> _Task details_: From the passage on the ONC roundtable report, reproduce the text verbatim, starting with "The roundtable participants--who" and continuing through "time of receipt.".
Provided passage: Begin
The report of the ONC roundtable discussion, which was held in May, makes a number of specific recommendations to be considered in the formulation of the Meaningful Use Stage 3 criteria, now in an early stage of development. The report also highlights what the roundtable participants viewed as the serious shortcomings of the MU Stage 2 requirements in regard to LTPAC.

The proposed MU stage 2 criteria required hospitals and eligible professionals to make care summaries available in transitions of care, such as a hospital discharge. However, this information isn't sufficient for the care plans that long-term-care (LTC) facilities and home-care agencies require, the report said. In addition, the transitions of care definitions and related standards "do not fully support the information exchange needs of LTPAC patients and their providers during care transitions," according to some roundtable participants.

[ For the latest development on Meaningful Use criteria, see Meaningful Use Stage 2 Rules Finalized. ]

The roundtable participants--who included LTPAC executives, government officials, software vendors, and a consumer representative--made MU Stage 3 recommendations in these areas:

-- Transitions of care. Frame health IT needs around patients rather than providers. Consider a broader range of data elements and use cases in MU Stage 3. Transmit a core set of data and a care plan to all members of the care team in the receiver's preferred transmission method (even if not electronic), and use time stamps to record the time of receipt.

-- Patient assessments. Support the capture and exchange of patient assessment content, including cognitive status, functional status, and pressure ulcer data.

-- Quality measures. Support a new MU quality measure related to skin integrity and pressure ulcers.
Provided passage: End
Given information: Begin
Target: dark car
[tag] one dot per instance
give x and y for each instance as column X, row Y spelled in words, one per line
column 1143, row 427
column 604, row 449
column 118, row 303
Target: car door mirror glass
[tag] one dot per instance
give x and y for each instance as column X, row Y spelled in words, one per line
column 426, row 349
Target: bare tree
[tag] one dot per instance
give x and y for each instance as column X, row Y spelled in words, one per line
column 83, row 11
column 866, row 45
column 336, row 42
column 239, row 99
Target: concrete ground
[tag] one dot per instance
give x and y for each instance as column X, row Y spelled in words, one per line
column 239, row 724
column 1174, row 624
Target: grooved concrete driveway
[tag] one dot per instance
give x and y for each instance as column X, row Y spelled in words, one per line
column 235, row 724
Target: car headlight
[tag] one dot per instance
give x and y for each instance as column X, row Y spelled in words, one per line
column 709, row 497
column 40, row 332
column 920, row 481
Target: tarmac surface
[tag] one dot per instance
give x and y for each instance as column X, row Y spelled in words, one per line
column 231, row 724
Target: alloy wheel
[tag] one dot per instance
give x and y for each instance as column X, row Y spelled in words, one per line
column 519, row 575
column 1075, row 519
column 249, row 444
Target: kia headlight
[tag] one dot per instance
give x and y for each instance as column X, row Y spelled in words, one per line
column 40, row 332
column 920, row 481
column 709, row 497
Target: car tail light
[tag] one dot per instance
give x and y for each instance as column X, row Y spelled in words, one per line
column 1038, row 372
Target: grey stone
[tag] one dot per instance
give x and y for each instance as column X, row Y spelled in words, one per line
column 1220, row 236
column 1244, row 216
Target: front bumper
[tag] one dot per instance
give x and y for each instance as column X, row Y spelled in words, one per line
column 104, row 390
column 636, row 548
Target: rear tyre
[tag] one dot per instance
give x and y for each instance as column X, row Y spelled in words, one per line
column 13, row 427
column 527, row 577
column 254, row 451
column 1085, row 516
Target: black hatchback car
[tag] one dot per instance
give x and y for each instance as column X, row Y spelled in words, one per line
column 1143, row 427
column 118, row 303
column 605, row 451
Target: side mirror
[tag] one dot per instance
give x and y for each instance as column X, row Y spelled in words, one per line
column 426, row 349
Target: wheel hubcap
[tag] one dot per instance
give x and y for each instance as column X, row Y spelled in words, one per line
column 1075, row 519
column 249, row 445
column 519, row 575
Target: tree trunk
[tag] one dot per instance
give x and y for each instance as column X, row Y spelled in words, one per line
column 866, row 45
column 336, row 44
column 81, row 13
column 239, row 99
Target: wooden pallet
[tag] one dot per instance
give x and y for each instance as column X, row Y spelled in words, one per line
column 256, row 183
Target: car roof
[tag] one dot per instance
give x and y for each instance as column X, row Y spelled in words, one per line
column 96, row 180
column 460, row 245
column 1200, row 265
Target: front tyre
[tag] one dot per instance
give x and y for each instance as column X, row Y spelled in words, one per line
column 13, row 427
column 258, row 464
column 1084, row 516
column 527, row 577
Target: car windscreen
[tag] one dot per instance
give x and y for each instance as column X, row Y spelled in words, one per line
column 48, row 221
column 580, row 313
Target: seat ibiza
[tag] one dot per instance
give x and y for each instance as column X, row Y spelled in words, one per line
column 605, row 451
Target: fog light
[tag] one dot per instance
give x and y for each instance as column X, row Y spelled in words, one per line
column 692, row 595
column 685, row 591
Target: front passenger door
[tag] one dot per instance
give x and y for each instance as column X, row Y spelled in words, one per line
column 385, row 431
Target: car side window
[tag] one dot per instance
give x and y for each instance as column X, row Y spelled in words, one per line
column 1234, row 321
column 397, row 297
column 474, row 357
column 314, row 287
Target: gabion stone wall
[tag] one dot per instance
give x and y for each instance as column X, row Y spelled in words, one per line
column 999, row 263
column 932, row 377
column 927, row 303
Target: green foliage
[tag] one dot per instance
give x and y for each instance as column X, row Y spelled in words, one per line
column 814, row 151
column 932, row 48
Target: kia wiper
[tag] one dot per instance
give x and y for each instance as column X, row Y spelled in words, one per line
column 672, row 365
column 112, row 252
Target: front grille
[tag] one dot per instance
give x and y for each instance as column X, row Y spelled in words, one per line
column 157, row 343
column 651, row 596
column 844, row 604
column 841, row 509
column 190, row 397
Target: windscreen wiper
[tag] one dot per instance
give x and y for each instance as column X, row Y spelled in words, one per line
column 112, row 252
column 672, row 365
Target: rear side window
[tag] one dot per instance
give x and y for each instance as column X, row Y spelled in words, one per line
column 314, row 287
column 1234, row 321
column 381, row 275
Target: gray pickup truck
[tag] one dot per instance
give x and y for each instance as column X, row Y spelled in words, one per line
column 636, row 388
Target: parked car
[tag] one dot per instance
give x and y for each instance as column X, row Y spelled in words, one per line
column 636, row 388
Given information: End
> _Solution for this problem_:
The roundtable participants--who included LTPAC executives, government officials, software vendors, and a consumer representative--made MU Stage 3 recommendations in these areas:

-- Transitions of care. Frame health IT needs around patients rather than providers. Consider a broader range of data elements and use cases in MU Stage 3. Transmit a core set of data and a care plan to all members of the care team in the receiver's preferred transmission method (even if not electronic), and use time stamps to record the time of receipt.